━━━ Auszug

In einem Beschluss des Bundesgerichtshofs vom 30. 9. 2008 (4 StR 359/08) ging es um die Frage, ob ein Diebstahl mit einem zur Gewaltandrohung geeigneten Mittel nach § 244 Abs. 1 Nr. 1b StGB vorliegt.
Sachverhalt
A entwendete in einem Einkaufsmarkt Waren im Gesamtwert von über 120 €. Dabei trug A unter seinem T-Shirt aufgehängt an einer Schnur einen Gegenstand bei sich, der den Anschein erwecken sollte, eine Waffe zu sein. Nachdem A nach dem Verlassen des Ausgangsbereichs von einem Marktmitarbeiter auf den Diebstahl angesprochen worden war, fragte er diesen: „Willst Du ein paar Kugeln abbekommen?” Gleichzeitig zog er sein T-Shirt hoch, so dass der oben beschriebene Gegenstand für den Marktmitarbeiter sichtbar wurde. Dieser hielt ihn für eine „scharfe Waffe”, fürchtete um sein Leben und gab die Verfolgung des A auf. Ein Zeuge sagt, es habe sich um eine „schwarze Waffe gehandelt, die mit einer Schnur am Abzug befestigt war und mit der Mündung nach oben zeigte“, dies ist jedoch nicht bewiesen.
Das Landgericht Essen hatte den A unter anderem wegen Diebstahls mit einem Werkzeug gem. §§ 244 Abs. 1 Nr. 1b StGB bestraft. Zu Recht?

━━━━━━

Aufgabe 1: Welches Gericht hatte A laut dem Auszug zum Diebstahl im Einkaufsmarkt wegen Diebstahls mit einem Werkzeug bestraft?
Aufgabe 2: Fasse den Absatz des Auszugs, der mit „A entwendete in einem Einkaufsmarkt“ beginnt, kürzer zusammen und behalte dabei die wesentlichen Tatsachen bei.

━━━ Datenzeilen

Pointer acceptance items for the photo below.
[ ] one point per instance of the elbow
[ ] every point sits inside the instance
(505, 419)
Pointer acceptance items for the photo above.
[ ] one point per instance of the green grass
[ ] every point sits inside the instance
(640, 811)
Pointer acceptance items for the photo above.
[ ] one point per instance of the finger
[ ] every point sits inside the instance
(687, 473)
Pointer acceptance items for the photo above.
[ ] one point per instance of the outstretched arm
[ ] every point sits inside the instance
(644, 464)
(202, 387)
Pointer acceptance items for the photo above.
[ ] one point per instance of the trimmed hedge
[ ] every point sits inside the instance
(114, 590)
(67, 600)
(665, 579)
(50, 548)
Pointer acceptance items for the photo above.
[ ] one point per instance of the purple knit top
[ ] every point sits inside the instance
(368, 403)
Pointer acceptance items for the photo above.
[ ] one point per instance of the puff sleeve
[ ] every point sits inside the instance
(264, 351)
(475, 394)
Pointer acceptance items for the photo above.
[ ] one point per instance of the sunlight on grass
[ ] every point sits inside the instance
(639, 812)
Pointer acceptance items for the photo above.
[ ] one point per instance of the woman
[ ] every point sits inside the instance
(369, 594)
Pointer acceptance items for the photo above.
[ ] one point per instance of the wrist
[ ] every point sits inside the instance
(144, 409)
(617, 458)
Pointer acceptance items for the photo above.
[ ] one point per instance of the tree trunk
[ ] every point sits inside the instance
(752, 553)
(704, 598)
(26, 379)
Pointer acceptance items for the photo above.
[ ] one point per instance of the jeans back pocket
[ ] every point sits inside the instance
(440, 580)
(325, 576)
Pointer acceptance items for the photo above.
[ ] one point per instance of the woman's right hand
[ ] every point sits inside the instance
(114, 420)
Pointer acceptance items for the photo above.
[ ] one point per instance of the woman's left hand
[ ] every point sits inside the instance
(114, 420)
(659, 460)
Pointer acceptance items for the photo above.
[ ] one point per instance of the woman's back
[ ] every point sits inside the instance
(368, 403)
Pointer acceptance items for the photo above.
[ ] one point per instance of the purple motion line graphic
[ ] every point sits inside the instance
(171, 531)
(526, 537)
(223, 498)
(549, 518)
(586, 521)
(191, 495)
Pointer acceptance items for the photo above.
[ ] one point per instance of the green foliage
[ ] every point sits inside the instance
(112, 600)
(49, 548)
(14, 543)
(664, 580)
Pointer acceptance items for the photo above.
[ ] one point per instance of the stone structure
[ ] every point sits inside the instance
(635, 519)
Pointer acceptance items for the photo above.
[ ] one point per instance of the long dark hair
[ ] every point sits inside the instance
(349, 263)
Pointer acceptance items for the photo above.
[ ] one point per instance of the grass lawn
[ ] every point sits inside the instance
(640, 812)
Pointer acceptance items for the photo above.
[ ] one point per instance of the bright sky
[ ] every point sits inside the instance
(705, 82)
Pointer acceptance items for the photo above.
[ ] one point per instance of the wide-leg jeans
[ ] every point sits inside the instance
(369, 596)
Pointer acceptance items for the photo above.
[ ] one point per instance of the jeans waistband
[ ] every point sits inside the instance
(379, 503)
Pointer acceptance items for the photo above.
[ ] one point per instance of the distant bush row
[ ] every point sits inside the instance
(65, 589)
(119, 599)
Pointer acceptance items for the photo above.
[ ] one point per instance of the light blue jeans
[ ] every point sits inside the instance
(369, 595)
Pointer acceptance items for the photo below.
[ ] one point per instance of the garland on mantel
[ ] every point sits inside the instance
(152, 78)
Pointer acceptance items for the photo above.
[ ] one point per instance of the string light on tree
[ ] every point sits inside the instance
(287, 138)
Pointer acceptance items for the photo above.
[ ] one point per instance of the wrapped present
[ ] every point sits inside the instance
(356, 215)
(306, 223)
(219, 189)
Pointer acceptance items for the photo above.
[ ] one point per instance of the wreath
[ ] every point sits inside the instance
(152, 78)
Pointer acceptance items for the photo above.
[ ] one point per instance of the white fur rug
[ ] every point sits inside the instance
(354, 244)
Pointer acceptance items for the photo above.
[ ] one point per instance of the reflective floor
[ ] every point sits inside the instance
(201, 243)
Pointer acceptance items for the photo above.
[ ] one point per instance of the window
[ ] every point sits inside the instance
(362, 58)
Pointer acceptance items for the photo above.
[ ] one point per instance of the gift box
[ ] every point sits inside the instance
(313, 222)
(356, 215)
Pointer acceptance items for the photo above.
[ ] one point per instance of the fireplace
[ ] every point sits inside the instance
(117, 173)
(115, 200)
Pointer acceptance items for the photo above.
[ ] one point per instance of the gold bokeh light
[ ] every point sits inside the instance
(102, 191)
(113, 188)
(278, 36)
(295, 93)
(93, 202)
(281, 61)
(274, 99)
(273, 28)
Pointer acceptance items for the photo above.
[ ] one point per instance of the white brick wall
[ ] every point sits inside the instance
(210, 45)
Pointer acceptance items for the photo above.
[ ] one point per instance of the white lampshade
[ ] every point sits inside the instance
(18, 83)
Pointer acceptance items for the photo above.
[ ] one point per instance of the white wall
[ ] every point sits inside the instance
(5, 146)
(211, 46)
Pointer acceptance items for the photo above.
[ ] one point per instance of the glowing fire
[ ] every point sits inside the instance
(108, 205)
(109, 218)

━━━━━━

Richtige Lösung 1: Das Landgericht Essen.

Richtige Lösung 2: A stahl in einem Einkaufsmarkt Waren im Wert von über 120 €. Unter dem T-Shirt trug A an einer Schnur einen Gegenstand, der wie eine Waffe aussehen sollte. Als ein Marktmitarbeiter A nach dem Ausgangsbereich auf den Diebstahl ansprach, fragte A: „Willst Du ein paar Kugeln abbekommen?“, und zeigte dabei den Gegenstand. Der Mitarbeiter hielt ihn für eine scharfe Waffe, fürchtete um sein Leben und gab die Verfolgung auf. Die Aussage eines Zeugen, es sei eine schwarze Waffe gewesen, die an einer Schnur am Abzug hing und mit der Mündung nach oben zeigte, ist nicht bewiesen.